** Start **

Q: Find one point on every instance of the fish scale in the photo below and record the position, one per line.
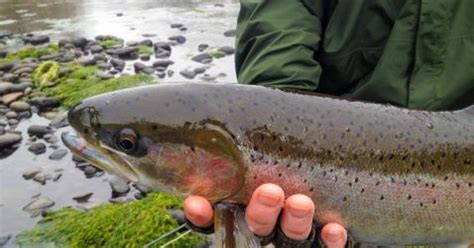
(391, 176)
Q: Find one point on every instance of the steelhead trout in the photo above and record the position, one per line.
(391, 176)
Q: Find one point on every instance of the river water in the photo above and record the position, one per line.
(131, 20)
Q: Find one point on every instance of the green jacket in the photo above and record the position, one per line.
(410, 53)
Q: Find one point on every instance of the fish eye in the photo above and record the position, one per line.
(127, 140)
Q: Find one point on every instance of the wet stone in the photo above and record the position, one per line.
(37, 148)
(58, 154)
(119, 186)
(39, 130)
(30, 173)
(188, 74)
(38, 204)
(202, 47)
(83, 197)
(203, 58)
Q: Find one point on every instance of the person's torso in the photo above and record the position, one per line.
(416, 54)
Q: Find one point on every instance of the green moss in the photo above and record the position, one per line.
(128, 225)
(145, 50)
(109, 43)
(82, 83)
(32, 52)
(46, 72)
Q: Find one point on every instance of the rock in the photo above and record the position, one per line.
(145, 57)
(30, 173)
(42, 178)
(188, 74)
(228, 50)
(89, 171)
(176, 25)
(163, 63)
(5, 33)
(125, 53)
(178, 38)
(118, 63)
(11, 115)
(202, 47)
(5, 238)
(44, 102)
(178, 215)
(200, 70)
(37, 148)
(9, 139)
(203, 58)
(38, 40)
(96, 49)
(104, 65)
(58, 154)
(147, 43)
(20, 106)
(138, 67)
(12, 122)
(38, 204)
(86, 61)
(39, 130)
(80, 42)
(59, 121)
(230, 33)
(119, 186)
(83, 198)
(131, 43)
(11, 97)
(57, 176)
(104, 75)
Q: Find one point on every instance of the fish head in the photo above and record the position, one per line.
(132, 134)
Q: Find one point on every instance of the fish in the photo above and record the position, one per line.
(389, 175)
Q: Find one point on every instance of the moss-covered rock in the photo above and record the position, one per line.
(46, 72)
(82, 82)
(132, 224)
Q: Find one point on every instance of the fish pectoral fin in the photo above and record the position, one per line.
(231, 229)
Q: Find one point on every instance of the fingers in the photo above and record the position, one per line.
(264, 208)
(334, 235)
(198, 211)
(297, 218)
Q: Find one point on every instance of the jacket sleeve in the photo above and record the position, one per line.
(277, 41)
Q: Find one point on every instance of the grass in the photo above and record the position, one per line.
(46, 72)
(82, 82)
(132, 224)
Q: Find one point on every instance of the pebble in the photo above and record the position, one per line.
(119, 186)
(188, 74)
(20, 106)
(202, 47)
(83, 197)
(37, 148)
(31, 173)
(203, 58)
(38, 204)
(230, 33)
(58, 154)
(11, 115)
(9, 139)
(39, 130)
(178, 38)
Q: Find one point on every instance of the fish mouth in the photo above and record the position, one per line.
(111, 164)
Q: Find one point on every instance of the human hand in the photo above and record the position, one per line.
(263, 211)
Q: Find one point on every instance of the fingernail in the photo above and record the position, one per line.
(268, 199)
(299, 212)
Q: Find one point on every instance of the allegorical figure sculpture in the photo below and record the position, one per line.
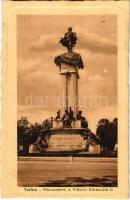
(69, 40)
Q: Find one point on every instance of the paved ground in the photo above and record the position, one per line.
(79, 172)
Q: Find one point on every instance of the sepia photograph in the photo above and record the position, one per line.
(67, 100)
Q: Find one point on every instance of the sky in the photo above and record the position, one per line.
(38, 77)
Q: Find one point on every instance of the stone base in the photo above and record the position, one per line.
(66, 139)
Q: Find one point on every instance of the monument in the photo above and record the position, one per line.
(69, 124)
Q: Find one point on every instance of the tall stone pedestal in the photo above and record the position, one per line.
(69, 88)
(65, 139)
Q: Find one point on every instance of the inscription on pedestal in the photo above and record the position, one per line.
(65, 142)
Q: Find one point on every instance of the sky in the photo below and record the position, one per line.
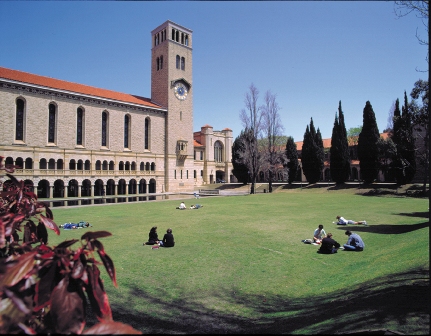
(310, 54)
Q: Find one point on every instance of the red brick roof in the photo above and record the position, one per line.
(25, 77)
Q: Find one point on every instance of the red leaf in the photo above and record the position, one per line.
(109, 265)
(18, 268)
(112, 328)
(78, 269)
(67, 308)
(94, 235)
(49, 223)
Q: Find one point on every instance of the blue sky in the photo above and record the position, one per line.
(312, 54)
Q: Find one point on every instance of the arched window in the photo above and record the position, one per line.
(147, 134)
(105, 129)
(19, 126)
(42, 164)
(79, 125)
(51, 123)
(126, 131)
(218, 152)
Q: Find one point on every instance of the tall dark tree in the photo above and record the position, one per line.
(292, 160)
(420, 115)
(272, 130)
(404, 163)
(368, 154)
(339, 152)
(240, 170)
(312, 154)
(251, 118)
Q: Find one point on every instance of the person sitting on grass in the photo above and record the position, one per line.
(196, 206)
(342, 221)
(354, 242)
(168, 239)
(68, 226)
(328, 245)
(153, 237)
(182, 206)
(319, 234)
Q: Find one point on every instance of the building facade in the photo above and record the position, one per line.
(73, 140)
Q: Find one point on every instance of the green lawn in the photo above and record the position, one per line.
(239, 265)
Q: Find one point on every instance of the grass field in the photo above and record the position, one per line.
(239, 265)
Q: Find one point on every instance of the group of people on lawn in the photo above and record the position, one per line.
(167, 241)
(328, 245)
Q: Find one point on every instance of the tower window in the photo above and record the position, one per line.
(19, 135)
(79, 125)
(126, 131)
(51, 123)
(104, 129)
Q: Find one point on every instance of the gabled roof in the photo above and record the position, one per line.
(57, 84)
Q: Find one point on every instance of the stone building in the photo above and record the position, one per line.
(74, 140)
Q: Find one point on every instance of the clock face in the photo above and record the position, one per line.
(180, 91)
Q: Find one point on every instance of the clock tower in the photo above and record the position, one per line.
(171, 87)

** End **

REQUIRED TASK: Edit all of the items above so that "record the position" reads "note the coordinates" everywhere and nothing else changes. Leave the pictures out of your version.

EXERCISE SOLUTION:
Q: Find one point on every instance of the fish scale in the photo below and note the coordinates, one per line.
(391, 176)
Q: Find one point on every instance of the steelhead trout in the photo above and note the coordinates, one per line.
(391, 176)
Q: Find one point on every instance of the river water in the photo above and note the coordinates, one per line.
(131, 20)
Q: Find one point on every instance of the green jacket in the photo above and note the coordinates, one per line.
(410, 53)
Q: Find one point on every instance of the fish eye in the photo above and note the coordinates, one per line.
(127, 140)
Q: Find one point on every instance of the wet stone in the photo above and note the coordinates, one per line.
(37, 148)
(58, 154)
(119, 186)
(39, 130)
(30, 173)
(188, 74)
(38, 204)
(202, 47)
(83, 197)
(203, 58)
Q: Find one point on every instance of the person's torso in the photo above and note the coordinates, one per line.
(416, 54)
Q: Find one point on every instance of the green moss in the photo above and note the coordinates, one per line.
(128, 225)
(145, 50)
(109, 43)
(82, 83)
(32, 52)
(46, 72)
Q: Find one point on every instance of the rock in the photo above and note the coordinates, one per line.
(145, 57)
(30, 173)
(42, 178)
(188, 74)
(228, 50)
(89, 171)
(176, 25)
(163, 63)
(5, 33)
(125, 53)
(178, 38)
(118, 63)
(11, 115)
(202, 47)
(5, 238)
(44, 102)
(178, 215)
(200, 70)
(37, 148)
(9, 139)
(203, 58)
(38, 40)
(96, 49)
(104, 65)
(58, 154)
(147, 43)
(20, 106)
(138, 67)
(12, 122)
(38, 204)
(86, 61)
(39, 130)
(80, 42)
(59, 121)
(230, 33)
(119, 186)
(83, 198)
(131, 43)
(11, 97)
(57, 176)
(104, 75)
Q: Find one point on every instance of the fish head in the photo above and note the coordinates, one per line.
(132, 134)
Q: Find one point on every instance of the fish in the photo above and note the coordinates, one per line.
(389, 175)
Q: Find one point on every instance of the moss-covered rock in the photo above and note the coordinates, one per line.
(46, 72)
(82, 82)
(132, 224)
Q: Find one point on every instance of the fish pectoral fin in the photo above and note the coordinates, one per line.
(231, 229)
Q: Find one point on every instance of the fingers in the photo above and note the coordinates, one per line.
(264, 208)
(334, 235)
(198, 211)
(297, 218)
Q: Find one point on every instance of the jacket sleeve in the photo above and note the coordinates, one per line.
(277, 41)
Q: Find one point on every instance of the grass in the photo above and note the coordinates, one per line.
(46, 72)
(82, 82)
(132, 224)
Q: Find one point on every instance of the pebble in the photo above and note the coordinates, one per line.
(119, 186)
(188, 74)
(20, 106)
(202, 47)
(83, 197)
(37, 148)
(31, 173)
(203, 58)
(38, 204)
(230, 33)
(58, 154)
(11, 115)
(9, 139)
(39, 130)
(178, 38)
Q: Find one point on every instance of the fish mouth in the photo above and note the coordinates, one per line.
(111, 164)
Q: Find one point on every instance of the human hand in the photo above and note the coordinates, one per line.
(263, 211)
Q: Find one point on every instance of the fingernail in the photo above and note the coordinates, one per line.
(268, 199)
(299, 212)
Q: Find one point on every instance of the allegorical figure sculpture in the photo below and note the coordinates, one per line.
(69, 40)
Q: Find one point on every instance of the paved ground in the photo above and note the coordinates, one per line.
(79, 172)
Q: Find one point on every instance of the sepia photograph in the photo above and note the coordinates, one per line.
(67, 100)
Q: Find one point on every instance of the sky in the photo above and note the coordinates, one per line.
(38, 77)
Q: Find one point on every instance of the stone base in the photo above and note the coordinates, one per line.
(66, 139)
Q: Find one point on every instance of the monument in the photo above and note the coordinates, one per line.
(69, 124)
Q: Find one point on every instance of the tall stone pedestal in the photo above and note the coordinates, one per line.
(69, 88)
(65, 139)
Q: Find one point on every instance of the inscription on pedestal in the photo above and note the coordinates, one per line.
(65, 142)
Q: Find one point on every instance of the sky in the photo below and note the coordinates, one per line.
(310, 54)
Q: Find one point on every instance of the red brick roof in the photo above and note the coordinates, one per line.
(25, 77)
Q: Find one point on every instance of the red leaf in the photo above and note the coordinates, one per line.
(109, 265)
(18, 268)
(112, 328)
(78, 269)
(67, 308)
(94, 235)
(49, 223)
Q: Find one point on every instance of the blue sky in the photo above and note the coordinates, one per line.
(312, 54)
Q: Find one point on every instance of the arched window in the photo above and note the coordinates, one per line.
(147, 134)
(105, 129)
(19, 126)
(42, 164)
(79, 125)
(51, 123)
(126, 131)
(218, 152)
Q: Find one point on every instance of the tall dark tree in the photo above and note the coordinates, one per line.
(292, 160)
(420, 115)
(272, 130)
(404, 163)
(368, 154)
(339, 152)
(240, 170)
(312, 154)
(251, 118)
Q: Find one point on every instance of the person sitting on grass in the photo above and note the coordinates, one per line.
(196, 206)
(342, 221)
(354, 242)
(168, 239)
(68, 226)
(328, 245)
(153, 237)
(182, 206)
(319, 234)
Q: Find one point on every instance of the building facade in the photo above and note the coordinates, one per line.
(73, 140)
Q: Find one point on every instance of the green lawn in the photo above and note the coordinates, one per line.
(239, 265)
Q: Find one point on every instance of the grass field in the photo above and note the coordinates, one per line.
(239, 265)
Q: Find one point on every instance of the group of people on lawn in the photo above and note the coordinates, one per line.
(167, 241)
(328, 245)
Q: Find one point on every instance of the tower window in the photo above and note the coordinates, one per line.
(19, 135)
(79, 125)
(126, 131)
(51, 123)
(104, 129)
Q: Find one point on every instance of the gabled roof in the photo above and note the coordinates, one per line.
(57, 84)
Q: Find one point on every instance of the stone building in the photo above and note the coordinates, one per line.
(74, 140)
Q: Find one point on every instance of the clock face in the photo above and note the coordinates, one per line.
(180, 91)
Q: Find one point on every instance of the clock tower in the photo above and note the coordinates, one per line.
(171, 87)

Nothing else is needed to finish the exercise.